[Records from a dataset]
- - - - -

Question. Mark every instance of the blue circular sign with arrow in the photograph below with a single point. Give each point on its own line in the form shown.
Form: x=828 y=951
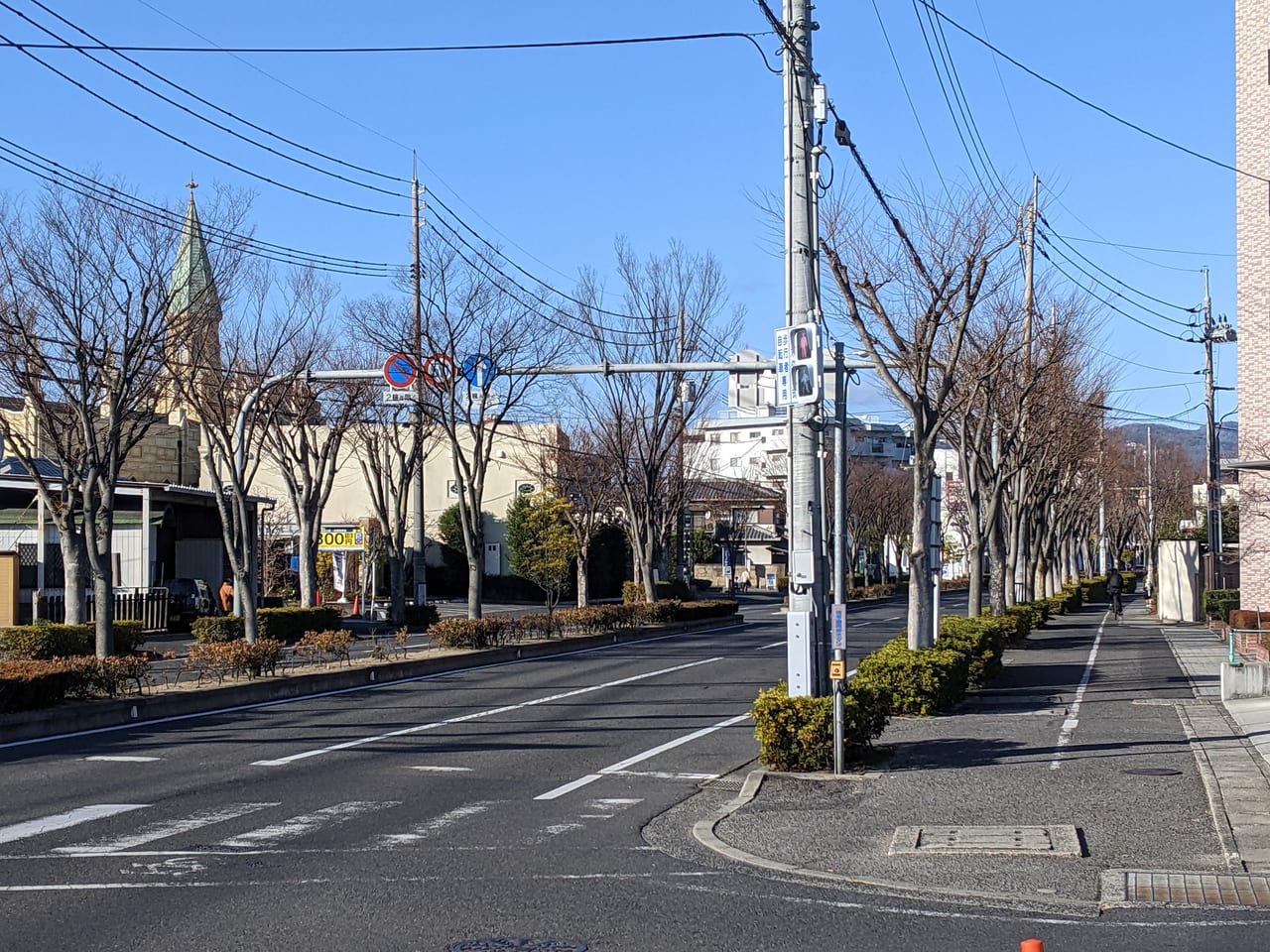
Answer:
x=479 y=370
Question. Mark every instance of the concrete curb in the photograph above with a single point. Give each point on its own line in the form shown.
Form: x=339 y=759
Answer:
x=703 y=833
x=122 y=712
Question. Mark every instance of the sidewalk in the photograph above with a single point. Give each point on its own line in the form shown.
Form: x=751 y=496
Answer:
x=1100 y=770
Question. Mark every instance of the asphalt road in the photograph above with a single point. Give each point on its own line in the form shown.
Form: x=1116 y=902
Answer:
x=522 y=800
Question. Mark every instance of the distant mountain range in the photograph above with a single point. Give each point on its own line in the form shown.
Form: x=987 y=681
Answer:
x=1191 y=439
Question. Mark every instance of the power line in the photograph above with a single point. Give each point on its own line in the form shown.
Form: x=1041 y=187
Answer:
x=1080 y=99
x=63 y=177
x=203 y=153
x=209 y=104
x=439 y=49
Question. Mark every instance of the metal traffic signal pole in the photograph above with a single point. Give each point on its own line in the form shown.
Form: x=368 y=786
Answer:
x=807 y=627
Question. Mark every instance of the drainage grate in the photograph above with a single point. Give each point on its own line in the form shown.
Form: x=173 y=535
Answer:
x=502 y=944
x=1030 y=841
x=1182 y=889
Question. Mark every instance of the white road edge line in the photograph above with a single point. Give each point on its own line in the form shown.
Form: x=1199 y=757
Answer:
x=1072 y=721
x=620 y=767
x=320 y=694
x=476 y=715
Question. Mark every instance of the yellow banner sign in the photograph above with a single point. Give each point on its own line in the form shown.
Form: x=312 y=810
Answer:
x=341 y=540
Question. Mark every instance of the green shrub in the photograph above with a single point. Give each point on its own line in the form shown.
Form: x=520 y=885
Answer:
x=711 y=608
x=27 y=684
x=105 y=676
x=797 y=734
x=982 y=640
x=421 y=617
x=289 y=625
x=470 y=633
x=45 y=640
x=919 y=682
x=1218 y=603
x=211 y=629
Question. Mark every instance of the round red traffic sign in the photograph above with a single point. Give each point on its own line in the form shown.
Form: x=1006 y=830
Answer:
x=400 y=372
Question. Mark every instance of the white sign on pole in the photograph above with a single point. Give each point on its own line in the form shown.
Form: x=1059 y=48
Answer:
x=799 y=365
x=399 y=398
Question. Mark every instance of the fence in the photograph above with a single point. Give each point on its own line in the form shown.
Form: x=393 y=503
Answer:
x=145 y=606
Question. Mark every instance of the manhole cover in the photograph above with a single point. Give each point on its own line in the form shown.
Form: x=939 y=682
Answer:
x=517 y=943
x=1030 y=841
x=1185 y=889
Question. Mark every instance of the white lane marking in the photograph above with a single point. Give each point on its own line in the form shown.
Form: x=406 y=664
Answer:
x=320 y=694
x=492 y=711
x=60 y=821
x=666 y=775
x=123 y=758
x=305 y=823
x=638 y=758
x=1072 y=721
x=443 y=770
x=436 y=823
x=162 y=830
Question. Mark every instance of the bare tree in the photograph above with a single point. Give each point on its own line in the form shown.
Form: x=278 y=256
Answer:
x=271 y=339
x=307 y=434
x=911 y=304
x=675 y=304
x=84 y=322
x=390 y=449
x=578 y=470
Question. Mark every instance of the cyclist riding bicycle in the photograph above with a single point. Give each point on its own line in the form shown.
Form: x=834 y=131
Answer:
x=1115 y=587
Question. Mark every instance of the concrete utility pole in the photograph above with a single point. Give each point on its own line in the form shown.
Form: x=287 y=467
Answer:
x=1213 y=451
x=808 y=666
x=420 y=535
x=1023 y=567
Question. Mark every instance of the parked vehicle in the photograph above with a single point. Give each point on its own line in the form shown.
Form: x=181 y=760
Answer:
x=189 y=599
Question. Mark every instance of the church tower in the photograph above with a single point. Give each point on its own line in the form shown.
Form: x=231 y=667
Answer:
x=193 y=316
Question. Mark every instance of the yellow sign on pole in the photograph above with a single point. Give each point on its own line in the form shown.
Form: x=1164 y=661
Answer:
x=352 y=539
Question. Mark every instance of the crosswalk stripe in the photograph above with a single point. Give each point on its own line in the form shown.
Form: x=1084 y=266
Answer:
x=436 y=823
x=162 y=830
x=60 y=821
x=307 y=823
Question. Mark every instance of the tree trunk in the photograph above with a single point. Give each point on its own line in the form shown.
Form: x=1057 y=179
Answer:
x=921 y=602
x=73 y=571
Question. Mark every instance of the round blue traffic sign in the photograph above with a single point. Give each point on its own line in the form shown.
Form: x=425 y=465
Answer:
x=479 y=370
x=400 y=372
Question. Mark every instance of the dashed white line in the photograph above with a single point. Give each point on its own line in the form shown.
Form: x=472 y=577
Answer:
x=476 y=715
x=1072 y=721
x=60 y=821
x=639 y=758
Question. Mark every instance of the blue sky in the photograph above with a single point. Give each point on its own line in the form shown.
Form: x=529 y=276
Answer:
x=552 y=154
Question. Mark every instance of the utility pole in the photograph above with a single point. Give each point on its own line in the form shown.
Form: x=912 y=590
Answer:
x=841 y=569
x=807 y=664
x=420 y=537
x=1214 y=462
x=1023 y=581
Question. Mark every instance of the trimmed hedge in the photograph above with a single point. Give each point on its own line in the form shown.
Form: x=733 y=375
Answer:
x=46 y=640
x=919 y=682
x=797 y=733
x=212 y=629
x=289 y=625
x=28 y=684
x=980 y=640
x=1218 y=603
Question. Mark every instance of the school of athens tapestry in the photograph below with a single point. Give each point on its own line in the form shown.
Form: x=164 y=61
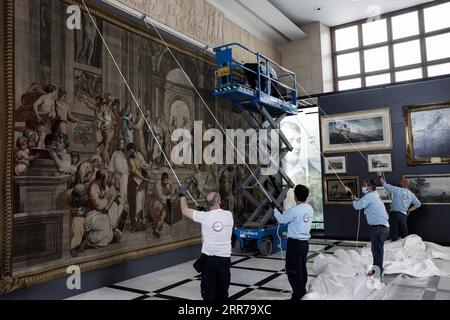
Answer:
x=90 y=185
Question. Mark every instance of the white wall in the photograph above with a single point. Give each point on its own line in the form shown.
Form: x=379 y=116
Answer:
x=311 y=59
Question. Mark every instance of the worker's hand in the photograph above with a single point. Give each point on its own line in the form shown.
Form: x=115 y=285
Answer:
x=183 y=191
x=349 y=192
x=199 y=208
x=275 y=206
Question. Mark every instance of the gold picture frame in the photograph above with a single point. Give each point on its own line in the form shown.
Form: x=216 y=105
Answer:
x=340 y=196
x=8 y=280
x=370 y=130
x=417 y=142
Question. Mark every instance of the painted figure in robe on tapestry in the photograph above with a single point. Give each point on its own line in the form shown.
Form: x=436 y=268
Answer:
x=23 y=156
x=167 y=140
x=159 y=203
x=86 y=42
x=148 y=137
x=105 y=118
x=126 y=121
x=118 y=126
x=79 y=200
x=32 y=138
x=105 y=210
x=62 y=114
x=44 y=112
x=137 y=187
x=58 y=144
x=96 y=108
x=138 y=126
x=159 y=134
x=75 y=161
x=118 y=166
x=227 y=187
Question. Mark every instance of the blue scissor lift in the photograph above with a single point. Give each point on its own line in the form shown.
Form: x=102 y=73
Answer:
x=264 y=100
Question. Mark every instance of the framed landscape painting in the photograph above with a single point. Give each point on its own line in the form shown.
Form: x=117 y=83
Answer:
x=385 y=195
x=427 y=133
x=335 y=165
x=53 y=160
x=431 y=189
x=379 y=162
x=357 y=131
x=335 y=191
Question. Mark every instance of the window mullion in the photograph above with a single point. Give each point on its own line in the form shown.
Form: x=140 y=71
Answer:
x=361 y=56
x=391 y=49
x=423 y=47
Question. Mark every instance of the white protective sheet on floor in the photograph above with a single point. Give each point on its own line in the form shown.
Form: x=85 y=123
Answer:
x=342 y=276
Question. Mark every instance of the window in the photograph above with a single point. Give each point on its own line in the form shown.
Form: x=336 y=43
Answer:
x=376 y=59
x=439 y=69
x=347 y=38
x=438 y=47
x=408 y=75
x=374 y=32
x=407 y=53
x=350 y=84
x=405 y=25
x=346 y=64
x=400 y=46
x=436 y=17
x=378 y=79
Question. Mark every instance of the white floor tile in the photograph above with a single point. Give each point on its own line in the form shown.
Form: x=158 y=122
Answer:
x=261 y=263
x=282 y=283
x=403 y=293
x=444 y=283
x=248 y=277
x=265 y=295
x=442 y=265
x=442 y=295
x=162 y=278
x=155 y=299
x=106 y=294
x=333 y=250
x=412 y=282
x=191 y=291
x=316 y=247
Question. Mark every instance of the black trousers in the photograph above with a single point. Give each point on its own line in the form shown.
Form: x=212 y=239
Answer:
x=215 y=278
x=398 y=225
x=378 y=235
x=296 y=257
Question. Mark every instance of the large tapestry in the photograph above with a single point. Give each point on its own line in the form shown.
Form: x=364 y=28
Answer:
x=85 y=182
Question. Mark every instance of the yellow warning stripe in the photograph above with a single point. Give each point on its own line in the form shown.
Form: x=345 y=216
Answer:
x=235 y=87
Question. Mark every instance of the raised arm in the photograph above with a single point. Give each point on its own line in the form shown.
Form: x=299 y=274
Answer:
x=416 y=204
x=36 y=105
x=185 y=210
x=285 y=218
x=89 y=105
x=382 y=178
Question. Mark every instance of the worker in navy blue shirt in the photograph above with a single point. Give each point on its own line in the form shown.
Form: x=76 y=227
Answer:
x=377 y=218
x=299 y=221
x=403 y=203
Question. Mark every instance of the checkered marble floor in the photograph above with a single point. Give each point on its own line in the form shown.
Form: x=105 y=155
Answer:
x=254 y=277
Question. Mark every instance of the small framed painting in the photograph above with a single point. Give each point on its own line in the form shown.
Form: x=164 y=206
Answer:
x=335 y=165
x=385 y=195
x=335 y=189
x=379 y=162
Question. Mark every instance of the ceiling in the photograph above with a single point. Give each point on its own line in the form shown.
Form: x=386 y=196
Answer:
x=280 y=21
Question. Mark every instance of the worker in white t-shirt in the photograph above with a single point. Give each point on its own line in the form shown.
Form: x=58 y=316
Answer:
x=217 y=228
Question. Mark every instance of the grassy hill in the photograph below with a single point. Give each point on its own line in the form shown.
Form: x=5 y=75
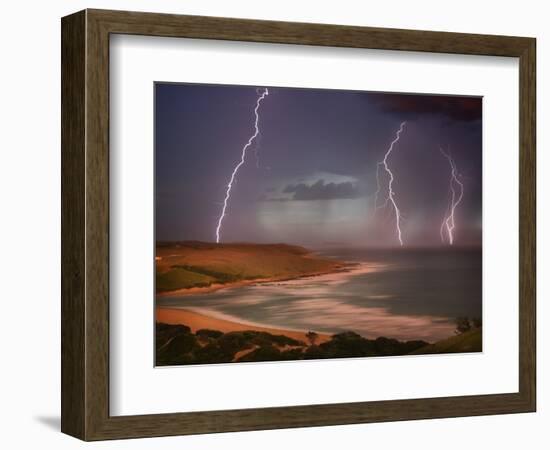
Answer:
x=469 y=341
x=183 y=265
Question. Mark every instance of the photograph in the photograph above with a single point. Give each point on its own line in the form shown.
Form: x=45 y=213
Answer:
x=301 y=223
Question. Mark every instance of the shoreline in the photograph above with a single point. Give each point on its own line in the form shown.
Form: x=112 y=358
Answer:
x=198 y=320
x=340 y=267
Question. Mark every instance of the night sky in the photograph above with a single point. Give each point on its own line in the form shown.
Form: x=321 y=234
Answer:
x=310 y=178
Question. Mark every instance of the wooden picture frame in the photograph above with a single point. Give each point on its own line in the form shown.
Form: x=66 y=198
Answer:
x=85 y=224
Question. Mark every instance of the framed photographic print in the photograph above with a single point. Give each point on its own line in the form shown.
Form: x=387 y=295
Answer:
x=266 y=224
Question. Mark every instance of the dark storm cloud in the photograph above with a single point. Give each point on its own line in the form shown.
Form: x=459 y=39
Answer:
x=464 y=109
x=322 y=191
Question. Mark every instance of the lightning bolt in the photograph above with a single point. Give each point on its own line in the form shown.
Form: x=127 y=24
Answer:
x=391 y=194
x=263 y=95
x=448 y=223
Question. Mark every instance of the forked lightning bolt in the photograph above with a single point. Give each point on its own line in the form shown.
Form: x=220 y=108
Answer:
x=391 y=194
x=448 y=223
x=263 y=95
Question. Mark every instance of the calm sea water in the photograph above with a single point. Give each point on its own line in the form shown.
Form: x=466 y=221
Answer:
x=404 y=294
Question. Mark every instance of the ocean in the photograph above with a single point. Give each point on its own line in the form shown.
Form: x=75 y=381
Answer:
x=404 y=294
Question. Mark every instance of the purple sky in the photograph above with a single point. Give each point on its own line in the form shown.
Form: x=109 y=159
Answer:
x=317 y=156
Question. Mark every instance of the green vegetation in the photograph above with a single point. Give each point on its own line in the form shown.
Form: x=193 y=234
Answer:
x=186 y=265
x=177 y=345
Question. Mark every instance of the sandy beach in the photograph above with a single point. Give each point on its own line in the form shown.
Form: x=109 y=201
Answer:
x=340 y=268
x=197 y=321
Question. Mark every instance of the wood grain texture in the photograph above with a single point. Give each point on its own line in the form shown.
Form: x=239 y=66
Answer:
x=85 y=224
x=73 y=225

- - - - -

### [Objective]
Return, unchanged, each line from the line containing "Question. Mark every instance of the forked" through the last line of the material.

### [Written response]
Question. Mark every instance of the forked lightning bolt in the photograph above with a single point. Give each point on its own line in the form shown.
Form: x=220 y=108
Answer:
x=391 y=194
x=448 y=223
x=263 y=95
Question. Mark every instance of the calm sea water in the photograph above with a single point. Give each point on its own line in the form shown.
Form: x=466 y=221
Answer:
x=404 y=294
Question. Mark every instance of the ocean in the photograph above with a single point. Give each point on its own line in the form shown.
Form: x=75 y=381
Answer:
x=404 y=294
Question. Mark every instance of the purple sky in the photograph above with a single point. Give each point on its own line in the form shown.
Form: x=109 y=159
Answer:
x=317 y=156
Question. Mark every instance of the green vegetation in the photograph above with a single point. Give each point on its own line in the form shown.
Form: x=193 y=234
Answer:
x=186 y=265
x=177 y=345
Question. Mark every instance of the sandy beach in the photograph above with a single point. Give each point on its own line in the form shown.
Form: x=109 y=201
Answer:
x=340 y=268
x=197 y=321
Question. Mark every instance of the wood grain texture in the photograph above with a single point. Give each point on its own line in the form shown.
Form: x=239 y=66
Answer:
x=85 y=224
x=73 y=225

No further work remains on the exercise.